Extract >>
============================================================

Why differentiated merit keeps dying in the last meeting

Most organisations say they want a differentiated merit increase strategy. When the merit process finally runs, though, the merit increases quietly flatten into a polite 2 to 3 percent for almost all employees, regardless of employee performance or business impact. The gap between stated performance-based intent and actual pay increases is not a tools issue.

Compensation management teams revert to flat merit for three political reasons. First, managers fear the conversation cost of explaining why some employees receive a lower salary increase, so they lobby for equal pay raises in calibration and behind closed doors with HR business partners. Second, executives worry that visible differentiation in pay decisions will trigger noise about pay equity, even when the underlying data supports performance-based variation in rewards.

The third reason is that compensation leaders themselves often lack air cover when the merit matrix gets challenged. A differentiated merit increase strategy exposes the compensation function, because every merit pay decision for top performers and low performers becomes a potential escalation to the CEO or the board. Under that pressure, even sophisticated companies with strong performance reviews and robust data quietly smooth the merit matrix until the distribution of raises looks almost flat.

Look at how many organisations still treat the merit budget as a cost to be spread, not an investment to be allocated. Mercer’s 2023–2024 global compensation planning research, based on surveys of several thousand employers across regions and industries, reports that roughly 80 to 85 percent of employers plan to keep salary increases relatively flat across most of their workforce, even while talking about performance-based differentiation in town halls and investor calls. That pattern tells you this is a political problem inside the compensation team, not a lack of global payroll systems or analytics dashboards.1

For a CHRO, the first move is to reframe the conversation about merit raises as a capital allocation decision. When you position the merit increase pool as scarce capital that must be directed toward high performers and critical skills, you change the burden of proof for managers who argue for across-the-board pay raises. The differentiated merit increase strategy then becomes a governance question, not a feel-good exercise in employee engagement.

============================================================

Actions to take >>
**1.** In the passage on differentiated merit, what is the first move the passage recommends for a CHRO?
**2.** Reproduce the stretch of the passage on differentiated merit from "Most organisations say" through "a tools issue.", word for word.

============================================================

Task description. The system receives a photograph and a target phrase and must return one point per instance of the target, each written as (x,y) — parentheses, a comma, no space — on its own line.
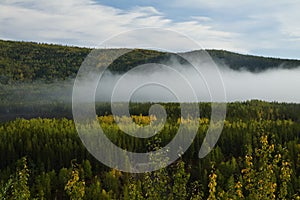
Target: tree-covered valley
(42,157)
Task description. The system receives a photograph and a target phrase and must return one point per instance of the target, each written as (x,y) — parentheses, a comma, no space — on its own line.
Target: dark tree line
(257,154)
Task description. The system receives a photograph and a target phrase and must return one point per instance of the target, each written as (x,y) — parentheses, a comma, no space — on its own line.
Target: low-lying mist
(173,83)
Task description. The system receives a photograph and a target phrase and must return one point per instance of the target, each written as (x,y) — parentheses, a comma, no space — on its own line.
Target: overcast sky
(269,28)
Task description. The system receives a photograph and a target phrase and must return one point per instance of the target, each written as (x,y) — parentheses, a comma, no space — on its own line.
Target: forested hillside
(256,157)
(27,61)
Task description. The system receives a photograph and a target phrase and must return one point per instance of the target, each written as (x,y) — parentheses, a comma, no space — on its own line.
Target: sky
(267,28)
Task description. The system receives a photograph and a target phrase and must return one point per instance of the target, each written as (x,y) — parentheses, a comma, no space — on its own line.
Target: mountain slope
(28,61)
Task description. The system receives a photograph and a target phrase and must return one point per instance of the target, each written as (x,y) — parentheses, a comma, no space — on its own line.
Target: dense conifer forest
(42,157)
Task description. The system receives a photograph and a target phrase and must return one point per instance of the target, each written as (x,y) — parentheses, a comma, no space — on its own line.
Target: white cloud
(85,23)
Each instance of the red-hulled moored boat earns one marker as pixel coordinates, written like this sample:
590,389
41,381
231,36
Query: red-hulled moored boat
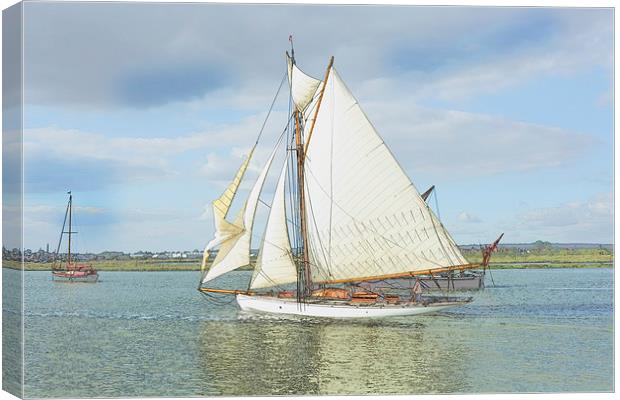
71,271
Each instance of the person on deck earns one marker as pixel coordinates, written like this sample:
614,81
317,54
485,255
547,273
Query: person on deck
417,291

============================================================

Results >>
**1.** To reframe the conversation about merit raises as a capital allocation decision.

**2.**
Most organisations say they want a differentiated merit increase strategy. When the merit process finally runs, though, the merit increases quietly flatten into a polite 2 to 3 percent for almost all employees, regardless of employee performance or business impact. The gap between stated performance-based intent and actual pay increases is not a tools issue.